## PASSAGE PROVIDED
From 5f28a1b0e4ebb93da6a1682dbc9d8e9575b42382 Mon Sep 17 00:00:00 2001
From: rkuo-danswer <rkuo@danswer.ai>
Date: Mon, 2 Dec 2024 22:23:23 -0800
Subject: [PATCH] Bugfix/confluence time zone (#3265)

* RedisLock typing

* checkpoint

* put in debug logging

* improve comments

* mypy fixes
---
 .../background/celery/apps/app_base.py        | 11 ++++---
 .../danswer/background/celery/apps/primary.py |  5 +--
 backend/danswer/configs/app_configs.py        | 16 +++++++++
 .../connectors/confluence/connector.py        | 11 +++++--
 .../connectors/confluence/onyx_confluence.py  | 33 +++++++++++++++++++
 5 files changed, 67 insertions(+), 9 deletions(-)

## INSTRUCTION 1
Summarize the Confluence time zone patch above in two sentences.
## INSTRUCTION 2
Continue the Confluence time zone patch above from its last line.

## DATASET CONTENT
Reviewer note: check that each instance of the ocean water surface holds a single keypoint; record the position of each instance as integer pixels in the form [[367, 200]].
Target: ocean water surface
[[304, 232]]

## REPLY 1
The patch "Bugfix/confluence time zone (#3265)," from rkuo-danswer and dated Mon, 2 Dec 2024, lists its changes as RedisLock typing, a checkpoint, debug logging, improved comments, and mypy fixes. It modifies five files, including the Confluence connector files and the app configuration, with 67 insertions and 9 deletions.

## REPLY 2
diff --git a/backend/danswer/background/celery/apps/app_base.py b/backend/danswer/background/celery/apps/app_base.py
index d041ce0d2bc..a92f0c742bd 100644
--- a/backend/danswer/background/celery/apps/app_base.py
+++ b/backend/danswer/background/celery/apps/app_base.py
@@ -11,6 +11,7 @@
 from celery.states import READY_STATES
 from celery.utils.log import get_task_logger
 from celery.worker import strategy  # type: ignore
+from redis.lock import Lock as RedisLock
 from sentry_sdk.integrations.celery import CeleryIntegration
 from sqlalchemy import text
 from sqlalchemy.orm import Session
@@ -332,16 +333,16 @@ def on_worker_shutdown(sender: Any, **kwargs: Any) -> None:
         return
 
     logger.info("Releasing primary worker lock.")
-    lock = sender.primary_worker_lock
+    lock: RedisLock = sender.primary_worker_lock
     try:
         if lock.owned():
             try:
                 lock.release()
                 sender.primary_worker_lock = None
-            except Exception as e:
-                logger.error(f"Failed to release primary worker lock: {e}")
-    except Exception as e:
-        logger.error(f"Failed to check if primary worker lock is owned: {e}")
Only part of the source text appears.